◆ **Yapılacak Görevler**:
(1) Macron ile Trump görüşmesini ele alan analize göre şu soruları yanıtlayın:
(a) Macron Beyaz Saray'ı hangi gün ziyaret etti?
(b) Analizi yapan BBC muhabirinin adı nedir?
(c) ABD, Birleşmiş Milletler'de hangi karar tasarısına karşı oy kullandı?
(2) Macron ile Trump görüşmesini ele alan analizi kaldığı yerden sürdürün.

◆ **Alıntı Metin**:
—————

Analiz: Macron, Trump ile ip üstünde yürüyor

DünyaGündem

Donald Trump’ın ikinci kez Beyaz Saray’da başkanlık koltuğuna oturması ABD-Avrupa Birliği ilişkilerinde de gerilime yol açtı. Bu gerilimin başında da her iki tarafın Ukrayna savaşına bakışındaki ayrılık yatıyor.

Fransa cumhurbaşkanı Emmanuel Macron’un Pazartesi  Beyaz Saraya yaptığı ziyarete de bu gerilim damgasını vurdu. Hatta Bileşmiş Milletler Örgütü’nün Rusya’nın şartsız Ukrayna’dan çekilmesi yönündeki karar tasarısına ABD’nin karşı oy kullanması bu gerilimin ne kadar sahici olduğunu gösteriyor. İşte BBC’den Washington’daki Kuzey Amerika muhabiri Gary O’Donoghue analizinde gerilim içinde geçen Macron- Trump zirvesini konu etmiş. 

‘Avrupa ile ABD arasındaki ilişkilerin krizde olduğu tartışmasız bir gerçek. Dolayısıyla Fransa Cumhurbaşkanı Emmanuel Macron’un Pazartesi günü Beyaz Saray’da yaptığı gibi her şeyi bir arada tutmak bile bir başarı olarak değerlendirilebilinir.

Bunu, Oval Ofis’te soruları yanıtlarken ve ortak bir basın toplantısı düzenlerken ABD başkanını överek, pohpohlayarak ve nazikçe kandırarak yaptı. Bu, dünyadaki birçok liderin artık Trump’ı açıkça konuşmaktan veya eleştirmek yerine daha üretken olarak gördüğü bir oyun planı.

Macron, Washington’da zorlu bir gün geçirmeyi başardı ve çok fazla şey itiraf etmeden veya açıklama yapmadan durumu idare etmeyi başardı.

—————

◆ **Verilen Bilgiler**:

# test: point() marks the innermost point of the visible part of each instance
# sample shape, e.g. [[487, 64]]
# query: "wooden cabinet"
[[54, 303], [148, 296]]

—————

◆ **Görev Yanıtları**:
(1)
(a) Pazartesi.
(b) Gary O'Donoghue.
(c) Rusya'nın Ukrayna'dan şartsız çekilmesi yönündeki karar tasarısına.

(2)
Her iki ülkenin de barış istediğini dile getiren Trump, Avrupa’nın Ukrayna’ya verdiği desteğe ilişkin Trump’ın iddialarından birini nazikçe düzeltirken, Avrupa’nın kendi güvenliği konusunda daha fazla sorumluluk alması gerektiği konusunda da hemfikir oldu.

Ancak Macron önemli bir taviz verdi: Trump’ın Rusya Devlet Başkanı Vladimir Putin’le bir tür ilişki kurmasının doğru olduğunu kabul etti.

Bu durum, şimdiye kadar Putin’i izole etme ve Rus sanayi ve bireylerine yaptırım uygulama politikası izleyen Londra, Paris ve Berlin’deki görüşle taban tabana zıt.

Macron, “Başkan Trump’ın Başkan Putin’le yeniden görüşmesi için iyi bir neden var” dedi ve yeni yönetimin “büyük bir değişim” temsil ettiğini sözlerine ekledi.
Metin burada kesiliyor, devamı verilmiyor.